* [EXTRACTED TEXT]
──────────

Country diary: warm breezes bring life to these romantic ruins

Hulne Priory on sunny autumn day. Photograph: Susie White
Hulne Priory on sunny autumn day. Photograph: Susie White

Curving alongside the River Aln, Lady’s Well Drive is one of several ways through the walled estate of Hulne Park. At our feet, the jagged leaves and spiky cases of sweet chestnuts. Bracken flares gold and a resinous scent of pines is brought on the warm breeze. Light bounces and flashes on the river as fish leap, smacking back down into the water. Mallards panic upstream as we round the bend to see the walls of Hulne Priory cresting its steep mount.

We look up at the protective curtain wall, silver-grey stone against a clear sky. A grassy path leads up between two aged sycamores, their bases bulbous and mossy, their branches throwing shadows across the priory wall. Ivy spills over the top, roots like fat veins anchored between the stones, the sickly scent of its flowers attracting a late red admiral and several hoverflies. There’s valerian and wild wallflower, colonising plants that add an air of romance. A flock of fieldfares descend on a hawthorn to tug at its berries as we look for a way in.

Through a door the colour of buttermilk, the priory reveals itself, a scattering of ruined church and claustral buildings, roofless gable ends and empty windows. We surprise a couple of hens dust-bathing beneath a yew tree. A headless statue emerges from an arched recess. Trails of ivy-leaved toadflax decorate the gritty lime mortar. There’s a sculpture of a praying friar, an 18th-century embellishment.

Hulne Priory on sunny autumn
Hulne Priory. ‘Ivy spills over the top, roots like fat veins anchored between the stones.’ Photograph: Susie White

Founded in 1240, this was one of the first Carmelite houses to be established in England. It included bakehouse, brewhouse and malt kiln. The curtain wall and a defensive tower were added in the 15th century, and later a summerhouse in the Gothick style, by Robert Adam and “Capability” Brown. Its crenellations and quatrefoils were an enhancement of the picturesque, an atmosphere that is still there, thanks to the clambering ivy and the wildflowers on the walls.

We sit on some steps in the sun as a kestrel lifts off and hangs in the air above, warm russet against blue sky. Cold weather is coming, but it’s hard to believe these autumn days will end.

──────────

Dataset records
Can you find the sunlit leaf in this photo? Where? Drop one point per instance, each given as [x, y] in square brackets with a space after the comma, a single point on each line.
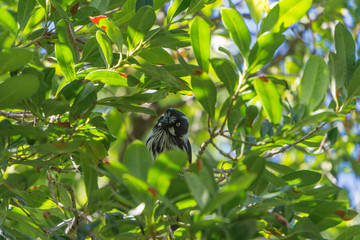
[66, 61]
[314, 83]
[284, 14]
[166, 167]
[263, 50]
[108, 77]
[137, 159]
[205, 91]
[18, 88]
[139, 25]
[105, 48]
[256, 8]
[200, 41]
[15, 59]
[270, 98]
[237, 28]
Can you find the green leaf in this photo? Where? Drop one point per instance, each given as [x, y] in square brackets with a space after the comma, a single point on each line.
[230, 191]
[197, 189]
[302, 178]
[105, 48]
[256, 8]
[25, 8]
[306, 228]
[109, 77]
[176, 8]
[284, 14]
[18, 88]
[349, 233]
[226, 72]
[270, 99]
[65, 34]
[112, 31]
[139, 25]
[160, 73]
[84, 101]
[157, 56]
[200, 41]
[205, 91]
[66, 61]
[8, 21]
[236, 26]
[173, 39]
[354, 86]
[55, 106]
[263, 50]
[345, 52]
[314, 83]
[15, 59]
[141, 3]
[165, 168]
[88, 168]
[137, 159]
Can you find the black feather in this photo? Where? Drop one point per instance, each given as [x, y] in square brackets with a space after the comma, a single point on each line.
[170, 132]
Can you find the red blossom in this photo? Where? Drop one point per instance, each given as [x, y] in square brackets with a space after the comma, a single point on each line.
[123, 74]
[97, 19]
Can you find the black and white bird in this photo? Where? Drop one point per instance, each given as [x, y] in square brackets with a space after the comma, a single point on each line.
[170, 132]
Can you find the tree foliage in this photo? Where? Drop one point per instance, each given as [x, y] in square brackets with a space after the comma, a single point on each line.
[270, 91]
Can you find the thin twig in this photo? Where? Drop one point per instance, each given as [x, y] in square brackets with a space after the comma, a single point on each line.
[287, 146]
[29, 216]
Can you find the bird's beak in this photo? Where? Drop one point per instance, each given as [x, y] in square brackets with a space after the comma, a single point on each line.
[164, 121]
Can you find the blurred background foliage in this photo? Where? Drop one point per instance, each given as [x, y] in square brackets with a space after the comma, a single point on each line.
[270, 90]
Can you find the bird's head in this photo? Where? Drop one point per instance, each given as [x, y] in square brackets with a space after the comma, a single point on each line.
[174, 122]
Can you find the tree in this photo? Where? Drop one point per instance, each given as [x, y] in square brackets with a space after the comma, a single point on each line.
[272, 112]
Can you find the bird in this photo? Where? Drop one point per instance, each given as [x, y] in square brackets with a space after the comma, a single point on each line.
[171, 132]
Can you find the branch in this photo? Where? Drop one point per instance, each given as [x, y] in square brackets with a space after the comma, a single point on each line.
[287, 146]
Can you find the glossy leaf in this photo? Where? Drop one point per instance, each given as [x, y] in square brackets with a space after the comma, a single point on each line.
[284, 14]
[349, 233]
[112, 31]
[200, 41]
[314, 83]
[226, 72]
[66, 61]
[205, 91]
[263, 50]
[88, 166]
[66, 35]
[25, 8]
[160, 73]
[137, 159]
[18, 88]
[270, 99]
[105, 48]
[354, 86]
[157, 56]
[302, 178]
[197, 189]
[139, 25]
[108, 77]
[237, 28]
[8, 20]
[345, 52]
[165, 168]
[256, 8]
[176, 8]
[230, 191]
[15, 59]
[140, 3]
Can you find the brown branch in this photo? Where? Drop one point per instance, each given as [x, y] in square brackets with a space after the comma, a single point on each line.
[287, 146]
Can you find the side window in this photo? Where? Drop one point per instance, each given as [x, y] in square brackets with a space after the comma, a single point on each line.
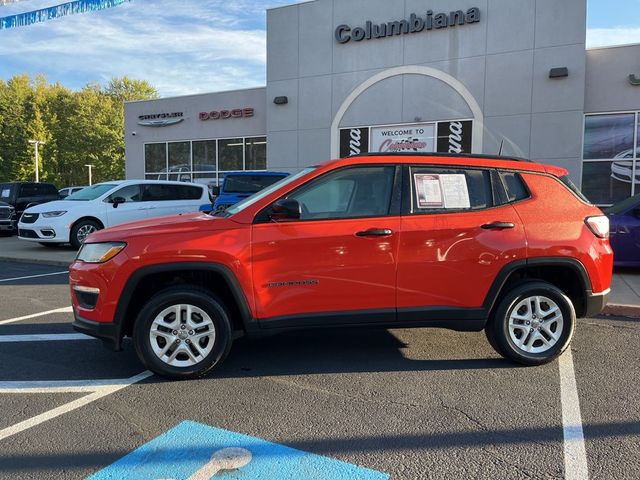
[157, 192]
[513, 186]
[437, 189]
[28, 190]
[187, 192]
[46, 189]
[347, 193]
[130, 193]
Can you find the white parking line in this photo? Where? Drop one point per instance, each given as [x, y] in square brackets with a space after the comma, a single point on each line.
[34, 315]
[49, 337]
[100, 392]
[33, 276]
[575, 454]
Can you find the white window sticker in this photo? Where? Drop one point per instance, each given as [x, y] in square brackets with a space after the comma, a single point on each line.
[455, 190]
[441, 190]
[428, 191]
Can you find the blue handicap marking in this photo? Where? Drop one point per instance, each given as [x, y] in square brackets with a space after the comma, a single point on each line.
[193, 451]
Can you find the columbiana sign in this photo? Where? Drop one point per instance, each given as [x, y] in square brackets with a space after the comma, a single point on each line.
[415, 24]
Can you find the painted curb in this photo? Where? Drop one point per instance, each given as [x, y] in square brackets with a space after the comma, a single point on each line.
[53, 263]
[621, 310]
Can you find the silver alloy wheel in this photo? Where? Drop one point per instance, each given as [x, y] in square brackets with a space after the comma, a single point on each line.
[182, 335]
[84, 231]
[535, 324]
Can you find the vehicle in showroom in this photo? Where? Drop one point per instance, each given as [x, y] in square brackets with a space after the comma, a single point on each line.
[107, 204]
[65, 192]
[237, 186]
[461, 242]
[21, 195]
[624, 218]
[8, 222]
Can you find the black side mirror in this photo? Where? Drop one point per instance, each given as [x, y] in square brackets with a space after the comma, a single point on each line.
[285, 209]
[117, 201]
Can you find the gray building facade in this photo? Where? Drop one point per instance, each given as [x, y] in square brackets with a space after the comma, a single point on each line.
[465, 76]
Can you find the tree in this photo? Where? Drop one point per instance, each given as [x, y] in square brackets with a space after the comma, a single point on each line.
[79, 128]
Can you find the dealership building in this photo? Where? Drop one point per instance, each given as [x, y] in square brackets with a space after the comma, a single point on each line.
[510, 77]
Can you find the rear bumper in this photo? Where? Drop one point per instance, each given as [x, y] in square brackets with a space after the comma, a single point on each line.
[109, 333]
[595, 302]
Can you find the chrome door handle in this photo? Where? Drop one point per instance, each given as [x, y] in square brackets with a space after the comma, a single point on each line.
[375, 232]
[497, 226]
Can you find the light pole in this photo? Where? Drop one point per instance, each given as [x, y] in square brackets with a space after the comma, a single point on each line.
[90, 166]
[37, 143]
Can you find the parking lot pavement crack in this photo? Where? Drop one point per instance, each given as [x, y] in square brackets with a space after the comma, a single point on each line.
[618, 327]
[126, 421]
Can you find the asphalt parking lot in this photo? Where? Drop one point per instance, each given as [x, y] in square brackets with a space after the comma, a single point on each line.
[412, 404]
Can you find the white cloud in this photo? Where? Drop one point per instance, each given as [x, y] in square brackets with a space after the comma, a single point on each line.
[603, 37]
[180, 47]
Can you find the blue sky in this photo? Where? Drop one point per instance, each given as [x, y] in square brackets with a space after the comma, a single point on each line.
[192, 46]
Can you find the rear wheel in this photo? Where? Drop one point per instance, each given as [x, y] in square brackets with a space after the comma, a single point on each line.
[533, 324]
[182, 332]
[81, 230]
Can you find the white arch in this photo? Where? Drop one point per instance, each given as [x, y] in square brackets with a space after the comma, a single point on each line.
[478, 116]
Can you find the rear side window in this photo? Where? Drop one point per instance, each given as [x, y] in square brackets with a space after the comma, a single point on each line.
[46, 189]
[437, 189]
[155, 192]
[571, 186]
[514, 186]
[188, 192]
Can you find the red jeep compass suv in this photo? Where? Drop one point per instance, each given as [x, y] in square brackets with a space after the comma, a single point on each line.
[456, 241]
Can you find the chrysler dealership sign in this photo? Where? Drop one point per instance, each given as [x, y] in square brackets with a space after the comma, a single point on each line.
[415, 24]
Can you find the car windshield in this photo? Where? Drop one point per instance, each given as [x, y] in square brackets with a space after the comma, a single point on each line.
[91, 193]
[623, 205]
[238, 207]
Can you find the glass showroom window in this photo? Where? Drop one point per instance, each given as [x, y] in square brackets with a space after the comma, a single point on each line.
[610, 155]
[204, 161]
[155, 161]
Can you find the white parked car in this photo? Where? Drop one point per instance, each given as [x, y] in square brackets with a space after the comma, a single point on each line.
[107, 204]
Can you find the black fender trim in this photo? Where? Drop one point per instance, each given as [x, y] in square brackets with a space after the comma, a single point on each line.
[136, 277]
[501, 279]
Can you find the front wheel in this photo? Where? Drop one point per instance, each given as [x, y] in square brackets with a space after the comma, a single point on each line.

──────────

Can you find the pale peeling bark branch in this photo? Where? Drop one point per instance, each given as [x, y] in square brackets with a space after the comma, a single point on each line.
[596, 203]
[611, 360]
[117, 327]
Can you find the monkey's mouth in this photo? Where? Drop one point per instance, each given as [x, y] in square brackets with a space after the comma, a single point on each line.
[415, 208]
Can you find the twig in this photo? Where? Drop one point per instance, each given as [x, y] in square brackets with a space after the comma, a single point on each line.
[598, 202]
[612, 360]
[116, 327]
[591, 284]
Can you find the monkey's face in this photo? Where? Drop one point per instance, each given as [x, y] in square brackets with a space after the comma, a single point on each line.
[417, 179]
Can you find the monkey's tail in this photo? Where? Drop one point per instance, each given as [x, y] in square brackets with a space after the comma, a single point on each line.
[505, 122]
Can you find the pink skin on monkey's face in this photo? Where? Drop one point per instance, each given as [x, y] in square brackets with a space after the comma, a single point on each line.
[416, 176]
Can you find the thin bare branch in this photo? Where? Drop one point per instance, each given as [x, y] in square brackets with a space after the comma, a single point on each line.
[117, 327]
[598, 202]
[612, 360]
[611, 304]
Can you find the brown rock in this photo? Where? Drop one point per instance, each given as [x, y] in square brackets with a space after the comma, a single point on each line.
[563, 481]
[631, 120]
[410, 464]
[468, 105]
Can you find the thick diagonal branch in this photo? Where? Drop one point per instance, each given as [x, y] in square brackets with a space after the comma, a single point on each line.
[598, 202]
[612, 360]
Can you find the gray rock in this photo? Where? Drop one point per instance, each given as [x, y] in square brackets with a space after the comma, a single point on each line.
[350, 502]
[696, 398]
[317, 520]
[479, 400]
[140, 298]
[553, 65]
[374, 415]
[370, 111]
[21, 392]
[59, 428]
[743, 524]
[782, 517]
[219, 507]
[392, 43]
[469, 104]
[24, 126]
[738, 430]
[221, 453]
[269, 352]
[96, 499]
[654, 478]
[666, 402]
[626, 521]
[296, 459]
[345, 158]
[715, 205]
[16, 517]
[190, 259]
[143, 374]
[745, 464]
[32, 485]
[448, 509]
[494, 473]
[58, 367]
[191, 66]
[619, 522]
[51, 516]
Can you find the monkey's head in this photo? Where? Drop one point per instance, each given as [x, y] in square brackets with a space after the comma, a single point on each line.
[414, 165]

──────────

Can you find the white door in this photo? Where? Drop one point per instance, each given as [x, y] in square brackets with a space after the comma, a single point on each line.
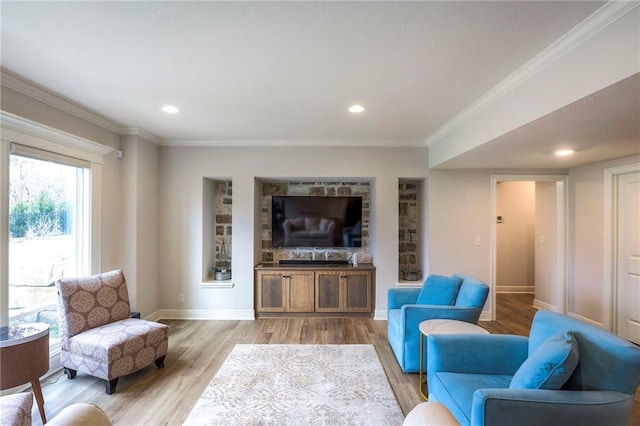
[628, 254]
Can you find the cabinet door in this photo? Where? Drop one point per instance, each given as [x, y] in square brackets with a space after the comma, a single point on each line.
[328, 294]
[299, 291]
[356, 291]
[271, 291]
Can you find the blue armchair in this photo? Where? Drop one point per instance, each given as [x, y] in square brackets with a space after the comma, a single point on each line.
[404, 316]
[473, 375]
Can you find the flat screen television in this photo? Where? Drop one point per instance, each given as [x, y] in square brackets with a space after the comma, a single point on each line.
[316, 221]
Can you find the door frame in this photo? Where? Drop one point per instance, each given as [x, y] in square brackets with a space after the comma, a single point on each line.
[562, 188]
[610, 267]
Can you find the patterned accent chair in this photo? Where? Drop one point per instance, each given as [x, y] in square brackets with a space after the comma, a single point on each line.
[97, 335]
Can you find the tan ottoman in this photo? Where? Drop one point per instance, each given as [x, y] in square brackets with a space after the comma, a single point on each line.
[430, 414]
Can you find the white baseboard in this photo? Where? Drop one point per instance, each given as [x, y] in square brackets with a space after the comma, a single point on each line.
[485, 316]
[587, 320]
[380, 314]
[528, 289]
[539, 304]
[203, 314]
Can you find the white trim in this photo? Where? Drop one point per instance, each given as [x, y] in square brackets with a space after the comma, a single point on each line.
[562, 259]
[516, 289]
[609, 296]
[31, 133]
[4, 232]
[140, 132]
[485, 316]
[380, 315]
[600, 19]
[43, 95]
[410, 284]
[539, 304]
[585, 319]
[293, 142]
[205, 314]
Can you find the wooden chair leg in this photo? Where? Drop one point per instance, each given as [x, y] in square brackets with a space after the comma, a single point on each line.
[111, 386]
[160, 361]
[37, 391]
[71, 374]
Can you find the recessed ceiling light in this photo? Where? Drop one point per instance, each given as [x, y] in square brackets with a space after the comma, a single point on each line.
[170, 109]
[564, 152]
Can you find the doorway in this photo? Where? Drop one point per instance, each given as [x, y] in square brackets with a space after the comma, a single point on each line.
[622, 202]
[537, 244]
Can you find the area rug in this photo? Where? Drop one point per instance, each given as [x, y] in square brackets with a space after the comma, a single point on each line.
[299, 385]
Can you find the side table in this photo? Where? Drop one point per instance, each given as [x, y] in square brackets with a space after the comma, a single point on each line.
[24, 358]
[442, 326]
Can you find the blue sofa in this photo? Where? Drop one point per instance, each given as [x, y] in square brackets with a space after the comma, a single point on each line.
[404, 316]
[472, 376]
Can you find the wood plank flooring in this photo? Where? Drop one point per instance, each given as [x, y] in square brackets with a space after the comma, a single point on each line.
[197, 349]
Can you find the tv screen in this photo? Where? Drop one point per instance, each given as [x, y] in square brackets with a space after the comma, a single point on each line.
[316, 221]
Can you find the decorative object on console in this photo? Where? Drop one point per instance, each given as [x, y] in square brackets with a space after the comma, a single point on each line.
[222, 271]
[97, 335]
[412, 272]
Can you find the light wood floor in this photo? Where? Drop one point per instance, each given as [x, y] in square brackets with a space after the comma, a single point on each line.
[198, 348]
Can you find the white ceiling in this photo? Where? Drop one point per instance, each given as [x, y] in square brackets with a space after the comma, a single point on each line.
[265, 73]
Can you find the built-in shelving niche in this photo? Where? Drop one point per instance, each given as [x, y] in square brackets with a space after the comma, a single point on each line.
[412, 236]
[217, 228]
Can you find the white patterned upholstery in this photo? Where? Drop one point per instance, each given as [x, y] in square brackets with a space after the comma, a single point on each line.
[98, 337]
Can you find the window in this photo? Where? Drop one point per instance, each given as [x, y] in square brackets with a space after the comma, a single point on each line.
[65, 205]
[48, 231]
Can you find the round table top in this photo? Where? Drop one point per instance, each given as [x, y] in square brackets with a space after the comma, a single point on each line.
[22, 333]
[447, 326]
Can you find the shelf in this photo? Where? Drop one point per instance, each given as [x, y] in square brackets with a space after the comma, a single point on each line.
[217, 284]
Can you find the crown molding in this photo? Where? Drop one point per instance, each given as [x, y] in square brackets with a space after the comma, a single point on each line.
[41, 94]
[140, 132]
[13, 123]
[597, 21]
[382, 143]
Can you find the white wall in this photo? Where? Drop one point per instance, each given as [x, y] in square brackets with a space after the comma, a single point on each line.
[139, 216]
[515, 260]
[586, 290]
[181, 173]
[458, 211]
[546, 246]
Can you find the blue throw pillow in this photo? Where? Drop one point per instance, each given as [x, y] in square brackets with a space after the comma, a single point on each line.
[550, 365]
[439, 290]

──────────

* [COMPLETE THE FOLLOWING]
1. In the country diary, in which year was Hulne Priory founded?
2. Reproduce the country diary word for word from "Country diary: warm" to "its steep mount.".

* [ANSWERS TO EACH TASK]
1. 1240

2.
Country diary: warm breezes bring life to these romantic ruins

Hulne Priory on sunny autumn day. Photograph: Susie White
Hulne Priory on sunny autumn day. Photograph: Susie White

Curving alongside the River Aln, Lady’s Well Drive is one of several ways through the walled estate of Hulne Park. At our feet, the jagged leaves and spiky cases of sweet chestnuts. Bracken flares gold and a resinous scent of pines is brought on the warm breeze. Light bounces and flashes on the river as fish leap, smacking back down into the water. Mallards panic upstream as we round the bend to see the walls of Hulne Priory cresting its steep mount.